┌──

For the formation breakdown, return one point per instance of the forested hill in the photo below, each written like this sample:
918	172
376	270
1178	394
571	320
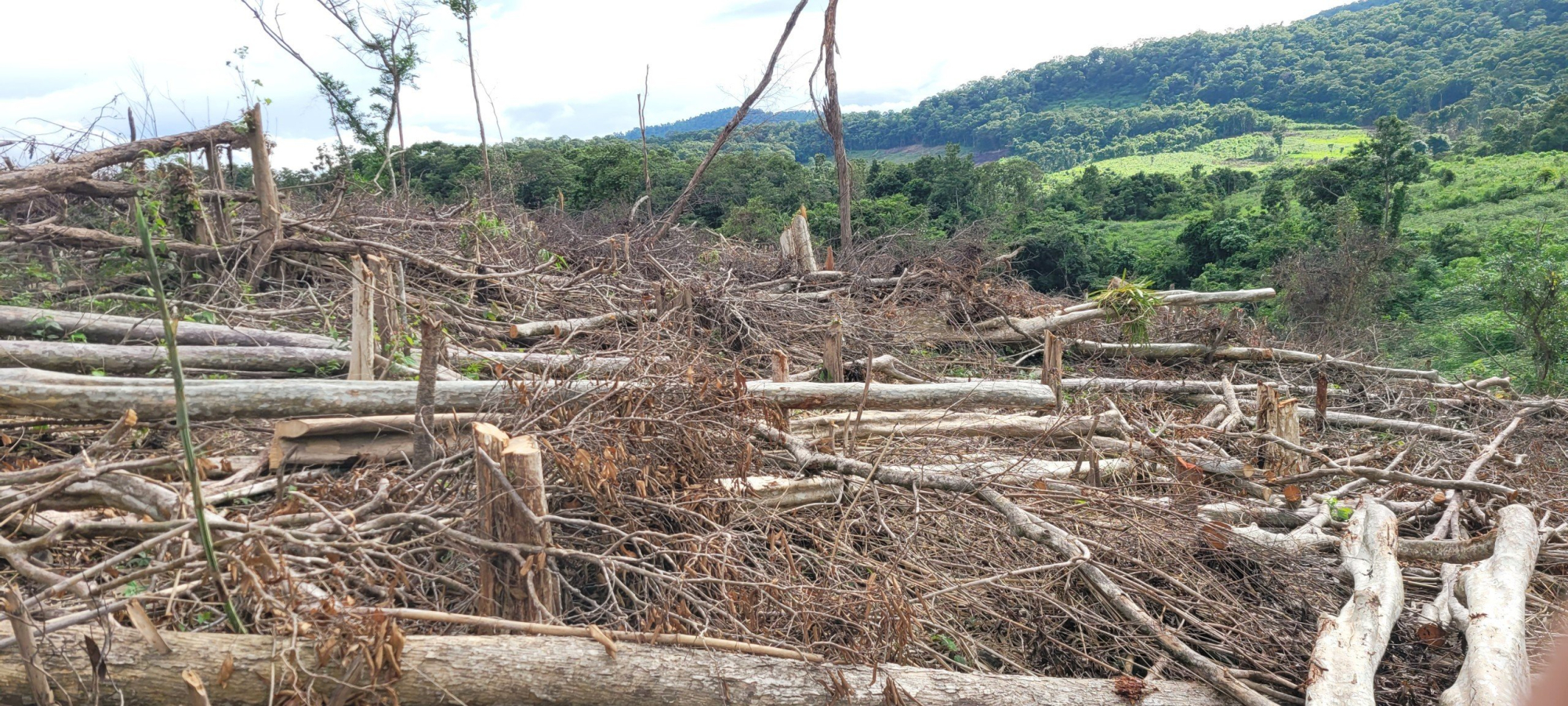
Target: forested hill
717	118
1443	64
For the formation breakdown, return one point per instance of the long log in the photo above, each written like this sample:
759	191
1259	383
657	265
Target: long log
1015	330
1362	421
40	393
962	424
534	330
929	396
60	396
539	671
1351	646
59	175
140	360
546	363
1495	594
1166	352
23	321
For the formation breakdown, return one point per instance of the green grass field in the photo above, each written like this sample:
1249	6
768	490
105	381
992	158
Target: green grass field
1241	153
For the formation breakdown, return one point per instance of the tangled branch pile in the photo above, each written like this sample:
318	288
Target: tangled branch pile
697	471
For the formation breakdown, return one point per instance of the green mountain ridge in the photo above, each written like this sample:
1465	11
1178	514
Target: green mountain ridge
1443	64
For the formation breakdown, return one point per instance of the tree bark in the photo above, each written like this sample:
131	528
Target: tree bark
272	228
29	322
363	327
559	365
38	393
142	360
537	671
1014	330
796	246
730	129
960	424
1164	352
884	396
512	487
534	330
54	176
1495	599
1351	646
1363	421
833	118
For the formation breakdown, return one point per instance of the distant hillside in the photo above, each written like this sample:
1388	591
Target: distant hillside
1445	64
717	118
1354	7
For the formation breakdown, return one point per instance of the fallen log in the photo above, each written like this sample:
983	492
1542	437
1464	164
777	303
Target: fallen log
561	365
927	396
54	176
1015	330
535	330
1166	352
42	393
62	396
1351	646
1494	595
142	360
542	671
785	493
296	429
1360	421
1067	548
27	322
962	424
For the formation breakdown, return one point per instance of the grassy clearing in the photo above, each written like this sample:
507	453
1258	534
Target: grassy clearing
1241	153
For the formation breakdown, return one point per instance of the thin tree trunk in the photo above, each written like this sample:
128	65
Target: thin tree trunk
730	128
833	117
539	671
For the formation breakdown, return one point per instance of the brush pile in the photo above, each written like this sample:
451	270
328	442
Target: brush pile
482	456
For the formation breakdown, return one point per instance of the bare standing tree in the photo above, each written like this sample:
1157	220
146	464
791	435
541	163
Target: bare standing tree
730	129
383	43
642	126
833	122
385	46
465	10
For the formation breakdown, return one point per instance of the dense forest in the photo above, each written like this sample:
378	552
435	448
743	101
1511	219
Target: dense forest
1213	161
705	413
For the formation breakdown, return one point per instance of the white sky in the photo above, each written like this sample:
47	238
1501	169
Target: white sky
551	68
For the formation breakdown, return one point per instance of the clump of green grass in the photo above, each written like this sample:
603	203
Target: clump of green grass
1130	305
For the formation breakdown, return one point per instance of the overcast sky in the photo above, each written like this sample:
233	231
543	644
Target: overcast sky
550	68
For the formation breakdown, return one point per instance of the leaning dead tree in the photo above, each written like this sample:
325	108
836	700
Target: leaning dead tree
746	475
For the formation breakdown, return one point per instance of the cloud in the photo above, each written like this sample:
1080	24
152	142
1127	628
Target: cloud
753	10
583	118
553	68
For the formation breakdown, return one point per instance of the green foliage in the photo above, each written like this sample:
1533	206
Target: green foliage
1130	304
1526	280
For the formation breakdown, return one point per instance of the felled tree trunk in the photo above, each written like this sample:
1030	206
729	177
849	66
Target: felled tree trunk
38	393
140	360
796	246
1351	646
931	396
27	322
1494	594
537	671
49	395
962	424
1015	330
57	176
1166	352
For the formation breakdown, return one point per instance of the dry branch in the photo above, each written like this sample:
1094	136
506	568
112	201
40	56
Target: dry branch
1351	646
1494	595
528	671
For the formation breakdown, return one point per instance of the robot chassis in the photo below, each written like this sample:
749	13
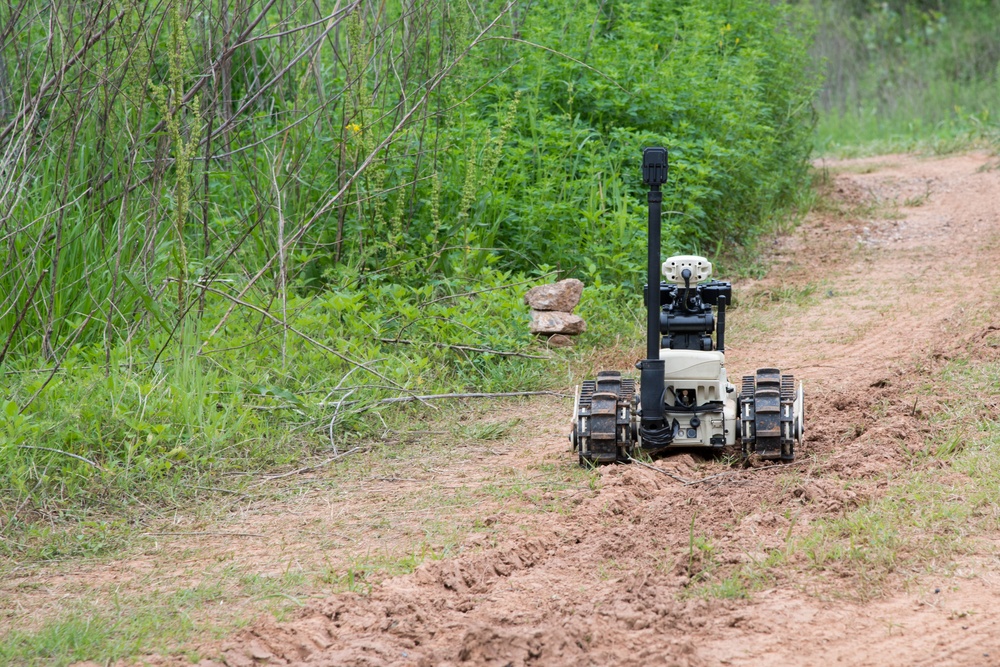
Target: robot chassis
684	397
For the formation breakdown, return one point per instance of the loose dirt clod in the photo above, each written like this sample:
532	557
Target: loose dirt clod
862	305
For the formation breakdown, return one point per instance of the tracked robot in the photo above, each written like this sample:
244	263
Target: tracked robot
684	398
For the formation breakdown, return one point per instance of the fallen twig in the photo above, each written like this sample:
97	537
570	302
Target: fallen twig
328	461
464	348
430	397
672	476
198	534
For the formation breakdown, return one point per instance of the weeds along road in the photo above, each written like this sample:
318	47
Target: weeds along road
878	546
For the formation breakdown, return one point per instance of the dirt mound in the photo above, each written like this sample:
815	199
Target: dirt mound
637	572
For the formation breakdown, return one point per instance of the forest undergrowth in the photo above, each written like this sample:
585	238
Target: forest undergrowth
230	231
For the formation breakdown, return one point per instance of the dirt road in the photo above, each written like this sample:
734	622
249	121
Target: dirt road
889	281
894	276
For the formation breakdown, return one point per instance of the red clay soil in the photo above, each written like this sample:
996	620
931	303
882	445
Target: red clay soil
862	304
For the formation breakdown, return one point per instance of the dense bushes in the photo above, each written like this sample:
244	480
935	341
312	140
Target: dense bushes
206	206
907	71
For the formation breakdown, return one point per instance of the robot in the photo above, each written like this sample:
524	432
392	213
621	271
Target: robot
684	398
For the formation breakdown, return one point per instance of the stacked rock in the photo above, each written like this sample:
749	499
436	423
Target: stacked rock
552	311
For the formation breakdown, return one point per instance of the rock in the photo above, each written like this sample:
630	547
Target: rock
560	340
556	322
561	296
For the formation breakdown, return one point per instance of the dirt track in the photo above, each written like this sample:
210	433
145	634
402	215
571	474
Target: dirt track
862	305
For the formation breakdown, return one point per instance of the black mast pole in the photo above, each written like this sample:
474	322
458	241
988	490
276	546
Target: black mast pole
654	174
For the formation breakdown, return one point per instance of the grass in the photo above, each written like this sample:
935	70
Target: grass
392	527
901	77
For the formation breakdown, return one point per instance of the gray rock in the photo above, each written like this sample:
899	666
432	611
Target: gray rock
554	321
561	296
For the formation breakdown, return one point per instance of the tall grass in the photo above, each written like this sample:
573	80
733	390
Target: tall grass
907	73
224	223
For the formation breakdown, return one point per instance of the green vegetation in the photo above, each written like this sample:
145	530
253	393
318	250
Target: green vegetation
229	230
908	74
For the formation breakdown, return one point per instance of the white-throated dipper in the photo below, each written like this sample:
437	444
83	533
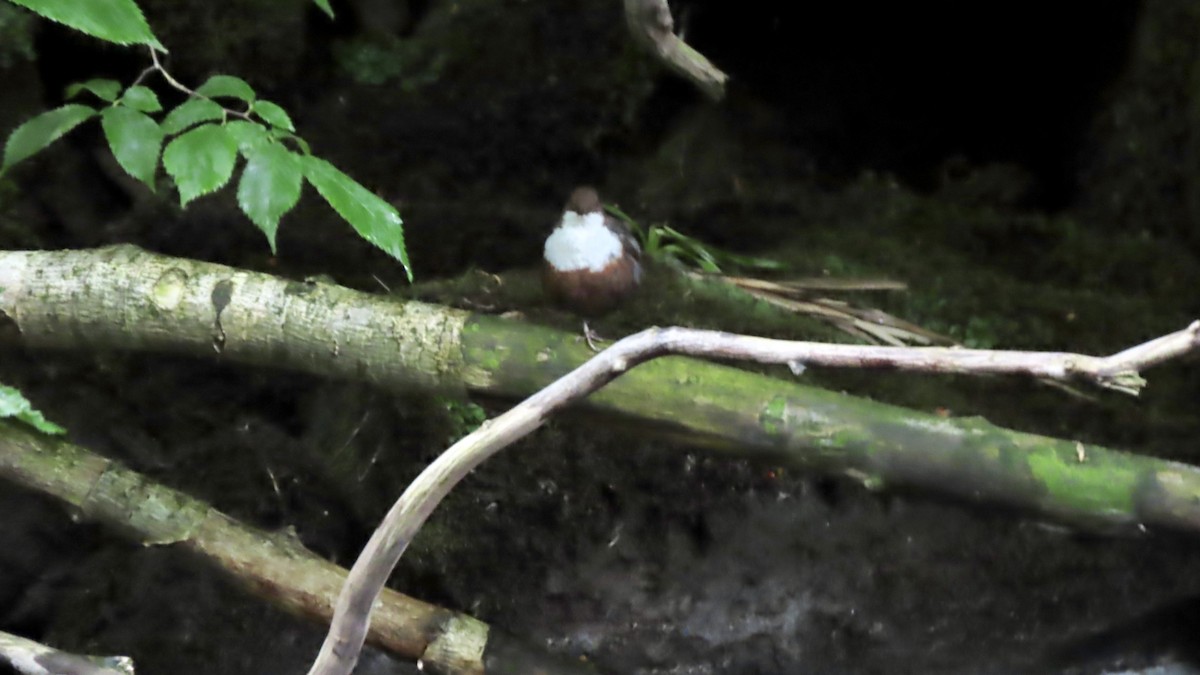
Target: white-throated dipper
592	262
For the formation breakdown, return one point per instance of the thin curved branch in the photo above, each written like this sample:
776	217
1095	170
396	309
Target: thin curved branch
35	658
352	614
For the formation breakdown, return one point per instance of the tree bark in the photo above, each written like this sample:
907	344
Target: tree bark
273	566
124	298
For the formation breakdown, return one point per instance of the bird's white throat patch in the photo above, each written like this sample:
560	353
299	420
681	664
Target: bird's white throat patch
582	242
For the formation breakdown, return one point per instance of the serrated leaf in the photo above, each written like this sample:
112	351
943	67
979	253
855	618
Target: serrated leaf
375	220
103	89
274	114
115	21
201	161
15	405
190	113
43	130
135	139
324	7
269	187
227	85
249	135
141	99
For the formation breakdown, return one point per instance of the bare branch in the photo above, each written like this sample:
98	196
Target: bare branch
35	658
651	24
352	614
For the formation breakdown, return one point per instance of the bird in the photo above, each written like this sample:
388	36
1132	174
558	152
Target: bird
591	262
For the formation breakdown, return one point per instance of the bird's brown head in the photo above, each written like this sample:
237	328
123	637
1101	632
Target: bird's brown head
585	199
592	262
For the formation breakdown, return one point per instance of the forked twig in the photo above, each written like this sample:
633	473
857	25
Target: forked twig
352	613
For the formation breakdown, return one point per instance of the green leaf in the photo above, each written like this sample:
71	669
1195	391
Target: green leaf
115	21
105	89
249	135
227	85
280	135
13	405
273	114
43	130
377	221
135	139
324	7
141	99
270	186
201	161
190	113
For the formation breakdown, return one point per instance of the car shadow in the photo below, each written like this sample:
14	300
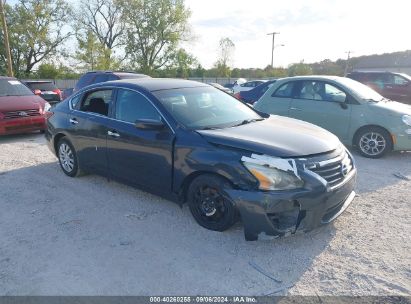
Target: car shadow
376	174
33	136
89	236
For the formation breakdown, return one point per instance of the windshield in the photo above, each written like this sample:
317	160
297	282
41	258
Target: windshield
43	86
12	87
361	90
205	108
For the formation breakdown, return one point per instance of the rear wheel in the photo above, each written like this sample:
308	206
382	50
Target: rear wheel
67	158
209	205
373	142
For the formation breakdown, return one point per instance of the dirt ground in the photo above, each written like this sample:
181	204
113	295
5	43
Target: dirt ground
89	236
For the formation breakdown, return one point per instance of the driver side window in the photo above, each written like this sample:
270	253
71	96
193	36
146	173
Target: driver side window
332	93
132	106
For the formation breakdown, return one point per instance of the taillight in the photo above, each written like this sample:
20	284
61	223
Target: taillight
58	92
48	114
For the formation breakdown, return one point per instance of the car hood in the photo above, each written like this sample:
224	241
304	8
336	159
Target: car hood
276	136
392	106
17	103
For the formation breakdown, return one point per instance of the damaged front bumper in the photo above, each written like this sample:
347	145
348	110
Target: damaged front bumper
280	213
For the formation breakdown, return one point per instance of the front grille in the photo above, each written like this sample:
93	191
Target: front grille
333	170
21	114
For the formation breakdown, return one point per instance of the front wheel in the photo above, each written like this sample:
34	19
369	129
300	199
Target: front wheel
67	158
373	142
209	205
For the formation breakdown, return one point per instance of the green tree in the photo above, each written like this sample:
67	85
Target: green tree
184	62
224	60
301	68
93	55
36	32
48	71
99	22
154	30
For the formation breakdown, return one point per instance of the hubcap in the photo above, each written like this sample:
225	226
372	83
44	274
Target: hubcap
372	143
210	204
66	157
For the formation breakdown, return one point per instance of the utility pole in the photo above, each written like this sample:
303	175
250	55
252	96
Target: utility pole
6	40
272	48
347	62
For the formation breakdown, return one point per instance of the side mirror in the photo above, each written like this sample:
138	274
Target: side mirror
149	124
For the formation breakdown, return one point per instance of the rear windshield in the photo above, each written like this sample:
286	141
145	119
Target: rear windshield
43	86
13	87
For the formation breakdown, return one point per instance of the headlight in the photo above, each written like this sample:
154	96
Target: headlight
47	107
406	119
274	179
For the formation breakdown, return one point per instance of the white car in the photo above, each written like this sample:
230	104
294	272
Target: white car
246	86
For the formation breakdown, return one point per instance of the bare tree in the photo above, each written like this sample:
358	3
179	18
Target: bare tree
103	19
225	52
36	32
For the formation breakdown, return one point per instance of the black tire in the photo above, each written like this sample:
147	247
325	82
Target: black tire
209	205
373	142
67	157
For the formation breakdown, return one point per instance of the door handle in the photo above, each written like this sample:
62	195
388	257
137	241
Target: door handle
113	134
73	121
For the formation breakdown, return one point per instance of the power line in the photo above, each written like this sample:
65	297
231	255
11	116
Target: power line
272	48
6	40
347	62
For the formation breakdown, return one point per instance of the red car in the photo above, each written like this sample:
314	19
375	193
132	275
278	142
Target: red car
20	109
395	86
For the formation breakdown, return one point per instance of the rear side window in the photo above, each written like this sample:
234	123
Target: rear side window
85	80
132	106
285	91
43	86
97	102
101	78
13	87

└──

After reading the material above, state how many of its lines hold the word "below". No other output is needed.

4